**About this exercise**
Every entry is to be printed again precisely as given.

══ Data under study

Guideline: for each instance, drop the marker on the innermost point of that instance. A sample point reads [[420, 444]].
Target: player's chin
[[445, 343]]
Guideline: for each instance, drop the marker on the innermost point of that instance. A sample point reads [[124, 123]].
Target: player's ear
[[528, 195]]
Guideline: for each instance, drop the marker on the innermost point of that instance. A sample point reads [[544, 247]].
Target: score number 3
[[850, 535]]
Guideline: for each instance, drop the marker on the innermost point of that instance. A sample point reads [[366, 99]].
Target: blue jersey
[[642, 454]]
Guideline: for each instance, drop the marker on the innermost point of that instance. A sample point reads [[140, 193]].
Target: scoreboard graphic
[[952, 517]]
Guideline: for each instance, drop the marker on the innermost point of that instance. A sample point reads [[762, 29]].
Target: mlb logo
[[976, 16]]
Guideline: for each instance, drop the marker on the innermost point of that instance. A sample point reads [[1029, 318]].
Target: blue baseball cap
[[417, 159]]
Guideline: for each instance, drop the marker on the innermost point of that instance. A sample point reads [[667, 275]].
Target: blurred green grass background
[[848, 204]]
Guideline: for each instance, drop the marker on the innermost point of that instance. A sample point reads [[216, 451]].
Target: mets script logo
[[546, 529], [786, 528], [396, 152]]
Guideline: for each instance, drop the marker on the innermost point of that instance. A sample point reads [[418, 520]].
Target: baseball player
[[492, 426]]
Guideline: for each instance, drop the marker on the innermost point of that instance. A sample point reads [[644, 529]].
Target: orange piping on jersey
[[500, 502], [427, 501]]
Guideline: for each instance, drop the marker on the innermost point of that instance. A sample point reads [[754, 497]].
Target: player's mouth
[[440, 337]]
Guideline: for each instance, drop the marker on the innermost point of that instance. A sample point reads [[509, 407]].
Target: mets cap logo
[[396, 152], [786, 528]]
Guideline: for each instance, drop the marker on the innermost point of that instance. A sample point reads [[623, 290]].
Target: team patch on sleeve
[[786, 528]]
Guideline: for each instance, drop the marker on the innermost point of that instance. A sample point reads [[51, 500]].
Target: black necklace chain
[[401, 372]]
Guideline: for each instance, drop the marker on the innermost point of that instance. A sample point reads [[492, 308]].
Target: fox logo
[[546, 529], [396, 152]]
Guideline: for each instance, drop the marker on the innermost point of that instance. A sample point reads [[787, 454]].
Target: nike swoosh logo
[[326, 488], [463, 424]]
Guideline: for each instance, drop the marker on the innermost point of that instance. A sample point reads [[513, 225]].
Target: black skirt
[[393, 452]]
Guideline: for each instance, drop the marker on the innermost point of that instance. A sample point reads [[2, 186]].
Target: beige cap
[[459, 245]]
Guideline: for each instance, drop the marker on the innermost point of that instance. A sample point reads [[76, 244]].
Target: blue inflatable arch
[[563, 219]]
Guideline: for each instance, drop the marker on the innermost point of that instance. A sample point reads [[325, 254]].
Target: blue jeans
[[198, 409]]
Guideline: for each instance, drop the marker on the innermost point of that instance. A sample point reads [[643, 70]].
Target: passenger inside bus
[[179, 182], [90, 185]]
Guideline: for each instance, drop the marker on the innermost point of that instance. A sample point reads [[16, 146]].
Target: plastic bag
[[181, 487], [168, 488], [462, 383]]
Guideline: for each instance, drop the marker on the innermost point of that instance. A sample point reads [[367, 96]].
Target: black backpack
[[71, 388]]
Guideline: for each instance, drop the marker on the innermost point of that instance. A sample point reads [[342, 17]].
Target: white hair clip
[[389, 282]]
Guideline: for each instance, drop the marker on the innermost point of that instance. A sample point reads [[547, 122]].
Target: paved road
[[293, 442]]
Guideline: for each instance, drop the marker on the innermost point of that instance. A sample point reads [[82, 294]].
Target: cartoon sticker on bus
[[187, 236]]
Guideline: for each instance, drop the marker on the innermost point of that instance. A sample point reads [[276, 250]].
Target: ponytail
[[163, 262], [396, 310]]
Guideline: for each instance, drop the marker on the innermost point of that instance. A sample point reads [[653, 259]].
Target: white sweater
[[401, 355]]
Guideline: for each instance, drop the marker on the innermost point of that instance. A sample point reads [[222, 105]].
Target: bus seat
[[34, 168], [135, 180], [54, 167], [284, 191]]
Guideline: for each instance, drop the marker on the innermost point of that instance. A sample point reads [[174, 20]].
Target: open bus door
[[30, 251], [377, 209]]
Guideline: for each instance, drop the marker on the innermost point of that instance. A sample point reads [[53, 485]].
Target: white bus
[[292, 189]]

════

**Response for this exercise**
Guideline: for each instance, drop the marker on the innermost point of that instance. A sample point reads [[420, 444]].
Target: player's chin
[[445, 343]]
Guideline: for each instance, drop the marker on the innermost point of that instance. A sample point reads [[124, 123]].
Target: player's ear
[[528, 195]]
Guideline: for each instance, drop the marker on the innermost point of that instance. A sample point reads [[544, 247]].
Target: score number 3
[[850, 535]]
Guideline: for each instance, drop the marker on the innermost point of that instance. A sample point reads [[366, 99]].
Target: blue jersey
[[642, 454]]
Guideline: for each instance, drop the marker on the innermost point of that instance. A sample point reads [[140, 193]].
Target: scoreboard graphic
[[952, 517]]
Guideline: for each instance, drop the marker on the innermost point of that instance. A sample point reads [[762, 29]].
Target: mlb logo
[[976, 16]]
Guideline: for each instance, drop the marker on the innermost point of that instance. A sample point reads [[1029, 318]].
Target: blue baseball cap
[[417, 159]]
Guideline: for each instance, drop the marker on the innermost point of that instance. A sample point reads [[667, 275]].
Target: blurred green grass background
[[848, 204]]
Guideline: for each instance, drop the marker on the innermost point of that instance. A sample point reads [[216, 451]].
Target: mets script logo
[[546, 529], [786, 528], [396, 152]]
Guideline: for each instance, drop the marker on the innermost point of that instance. A sample point reads [[418, 520]].
Target: baseball player
[[492, 426]]
Guideline: for each instance, drop the marker on the innermost point of that instance. A sample point reads [[644, 529]].
Target: orange piping on jersey
[[500, 502], [427, 501]]
Guideline: for each instance, drop the marker on the innermost point of that instance. A sample point reads [[754, 497]].
Target: player's mouth
[[440, 337]]
Guideline: for each instance, drop the marker on the innermost point of that instance. A sample point reads [[509, 407]].
Target: mets cap logo
[[396, 152], [786, 528]]
Guideline: for each instance, drop the marker on the innermost point of that instance. A sample point reads [[623, 290]].
Target: team patch on sleeve
[[786, 528]]
Guideline: for each instance, drop the marker on the innermost point of that instance. A sample point reads [[51, 500]].
Target: black necklace chain
[[401, 372]]
Guideline: for each instance, drop the marker on the innermost point of that instance. A sample point reads [[492, 308]].
Target: fox logo
[[546, 529], [396, 152]]
Guideline: for each instance, drop the marker on the innermost point of that instance. A sample point reads [[787, 454]].
Target: nike swoosh logo
[[326, 488], [463, 424]]
Guideline: for each instance, drop the marker on the innermost point of that instance. A sample point reads [[513, 225]].
Target: black skirt
[[393, 452]]
Guideline: for each instance, drop the marker on the innermost point of that instance. A sample point reads [[2, 186]].
Target: beige cap
[[459, 245]]
Guideline: for each instance, drop the marker on the innermost point of that instance. A sample point reads [[76, 244]].
Target: blue inflatable arch
[[563, 219]]
Guideline: for each instance, drop the marker on the innermost point of that instance. A sample point reads [[325, 254]].
Target: blue jeans
[[198, 409]]
Guideline: for each instance, drop the marker on the innermost point of that instance. A sample point reads [[643, 70]].
Target: passenger inside bus
[[179, 182], [90, 185]]
Guideline: for each instance, drop the marker on the innermost point of that instance. A sample point reads [[16, 146]].
Target: plastic bag
[[181, 487], [168, 488], [462, 383]]
Guideline: for each instance, drop the marker on the innermost point of that instance. A sample point reads [[367, 96]].
Target: black backpack
[[71, 388]]
Guideline: for each instance, drop the marker on the innermost point of that instance. A sample point reads [[342, 17]].
Target: white hair clip
[[389, 282]]
Guideline: for each instance, drop the marker on the innermost point of that instance. A sample point reads [[547, 122]].
Target: paved road
[[293, 442]]
Guideline: for each instance, drop the marker on the innermost point of that instance. A sample point reads [[82, 294]].
Target: cartoon sticker on bus
[[187, 236]]
Guideline: for each instance, drop the marker on the innermost point of that instance. A sample point reads [[276, 250]].
Target: ponytail
[[163, 262], [396, 310]]
Guideline: for each instance, drop the marker on the innermost point of that instance. A sample point reads [[653, 259]].
Target: white sweater
[[401, 355]]
Guideline: for each instance, drop the marker on the innermost point of that instance. A sample point reads [[222, 105]].
Target: bus seat
[[34, 168], [135, 180], [54, 167], [284, 191]]
Guideline: for each instance, drop the marker on the innermost point of that instance. A sample point reads [[174, 20]].
Target: open bus door
[[30, 251], [377, 209]]
Guideline: for each instance, drop the marker on the innermost point of that instance. A sample point reads [[53, 485]].
Target: white bus
[[292, 189]]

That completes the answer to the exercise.